- _WRITTEN TASK_: Render every line of the entries below as a Markdown table with two columns, Row and Line. Number the rows in order and leave out blank lines.

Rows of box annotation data
○ ○ ○ ○
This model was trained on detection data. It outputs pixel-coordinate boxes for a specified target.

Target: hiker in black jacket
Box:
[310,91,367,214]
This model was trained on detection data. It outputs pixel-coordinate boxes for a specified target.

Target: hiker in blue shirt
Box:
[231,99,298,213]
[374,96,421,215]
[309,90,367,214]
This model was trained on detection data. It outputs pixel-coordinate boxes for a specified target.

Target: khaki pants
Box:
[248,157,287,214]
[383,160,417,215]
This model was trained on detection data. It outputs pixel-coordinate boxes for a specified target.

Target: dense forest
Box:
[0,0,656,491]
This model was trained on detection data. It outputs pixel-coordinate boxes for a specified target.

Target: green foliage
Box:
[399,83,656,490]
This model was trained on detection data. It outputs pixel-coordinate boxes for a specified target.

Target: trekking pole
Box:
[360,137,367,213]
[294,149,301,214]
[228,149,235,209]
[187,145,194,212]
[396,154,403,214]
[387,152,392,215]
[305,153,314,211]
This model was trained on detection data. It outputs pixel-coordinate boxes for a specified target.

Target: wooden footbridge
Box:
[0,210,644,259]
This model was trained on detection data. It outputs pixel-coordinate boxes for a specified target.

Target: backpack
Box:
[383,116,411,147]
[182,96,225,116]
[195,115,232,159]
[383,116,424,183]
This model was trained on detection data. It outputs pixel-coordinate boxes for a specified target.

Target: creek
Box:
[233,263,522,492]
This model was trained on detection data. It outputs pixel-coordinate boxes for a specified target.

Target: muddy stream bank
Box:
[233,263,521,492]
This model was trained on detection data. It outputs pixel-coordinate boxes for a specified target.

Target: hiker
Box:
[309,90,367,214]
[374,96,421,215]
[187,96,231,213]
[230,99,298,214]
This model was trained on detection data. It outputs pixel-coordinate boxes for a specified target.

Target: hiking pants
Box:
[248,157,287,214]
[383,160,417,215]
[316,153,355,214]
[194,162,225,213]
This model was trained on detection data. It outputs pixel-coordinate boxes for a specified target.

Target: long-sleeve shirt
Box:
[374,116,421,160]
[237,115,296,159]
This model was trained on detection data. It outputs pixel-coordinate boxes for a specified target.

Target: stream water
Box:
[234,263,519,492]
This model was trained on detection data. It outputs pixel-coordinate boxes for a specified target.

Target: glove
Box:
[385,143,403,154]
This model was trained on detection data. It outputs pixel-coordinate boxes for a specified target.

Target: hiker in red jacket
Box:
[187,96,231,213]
○ ○ ○ ○
- _OUTPUT FOR THIS TASK_:
| Row | Line |
|---|---|
| 1 | This model was trained on detection data. It outputs pixel-coordinate boxes for a specified target. |
| 2 | Target: hiker in black jacket |
| 3 | Box: |
| 4 | [310,91,367,214] |
| 5 | This model was trained on detection data. It outputs pixel-coordinate boxes for a specified target. |
| 6 | Target: hiker in blue shirt |
| 7 | Box: |
| 8 | [231,99,298,213] |
| 9 | [374,96,421,215] |
| 10 | [309,90,367,214] |
| 11 | This model was trained on detection data. It outputs pixel-coordinate boxes for a specified target. |
| 12 | Target: khaki pants |
| 13 | Box: |
| 14 | [248,157,287,214] |
| 15 | [383,160,417,215] |
| 16 | This model was trained on detection data. It outputs pixel-coordinate boxes for a specified target. |
| 17 | Target: dense forest |
| 18 | Box: |
| 19 | [0,0,656,491] |
| 20 | This model was trained on detection data. It outputs pixel-coordinate boxes for a specified target. |
| 21 | Target: green foliage |
| 22 | Box: |
| 23 | [399,83,656,490] |
| 24 | This model was trained on detection data. It outputs pixel-coordinate boxes for a specified target. |
| 25 | Target: trekking pole |
| 26 | Box: |
| 27 | [360,137,367,213] |
| 28 | [294,149,301,214] |
| 29 | [228,149,235,209] |
| 30 | [187,145,194,212] |
| 31 | [396,154,403,214] |
| 32 | [387,152,392,215] |
| 33 | [305,153,314,211] |
| 34 | This model was trained on detection data. It outputs pixel-coordinate boxes for a specified target. |
| 35 | Target: wooden footbridge |
| 36 | Box: |
| 37 | [0,210,644,259] |
| 38 | This model was trained on detection data. It outputs pixel-coordinate boxes for a specified target. |
| 39 | Target: backpack |
| 40 | Box: |
| 41 | [383,116,411,147] |
| 42 | [182,96,225,116] |
| 43 | [195,115,232,159] |
| 44 | [383,116,424,183] |
| 45 | This model was trained on detection data. It outputs pixel-coordinate boxes for a specified target. |
| 46 | Target: creek |
| 47 | Box: |
| 48 | [233,263,522,492] |
| 49 | This model was trained on detection data. It outputs pixel-coordinate boxes for a specified target. |
| 50 | Target: muddy stream bank |
| 51 | Box: |
| 52 | [233,263,521,492] |
| 53 | This model was trained on detection data. It outputs pixel-coordinate boxes for a specified target. |
| 54 | Target: hiker |
| 55 | Box: |
| 56 | [309,90,367,214] |
| 57 | [374,96,421,215] |
| 58 | [187,96,231,213] |
| 59 | [230,99,298,214] |
| 60 | This model was trained on detection data. It outputs pixel-coordinate boxes for a specified target. |
| 61 | Target: hiking pants |
| 62 | Box: |
| 63 | [248,157,287,214] |
| 64 | [383,160,417,215] |
| 65 | [316,153,355,214] |
| 66 | [194,162,225,213] |
| 67 | This model was trained on detection data. It outputs pixel-coordinate boxes for a specified target. |
| 68 | Target: long-sleeve shirt |
| 69 | Box: |
| 70 | [374,116,421,160] |
| 71 | [237,115,296,159] |
| 72 | This model was trained on detection data. It outputs pixel-coordinate boxes for a specified target. |
| 73 | Target: stream water |
| 74 | Box: |
| 75 | [234,263,519,492] |
| 76 | This model was trained on detection data. It outputs pixel-coordinate boxes for a specified target. |
| 77 | Target: glove |
| 78 | Box: |
| 79 | [385,143,403,154] |
| 80 | This model was trained on detection data. It outputs pixel-coordinate boxes for a specified target. |
| 81 | Target: hiker in red jacket |
| 82 | Box: |
| 83 | [187,96,231,213] |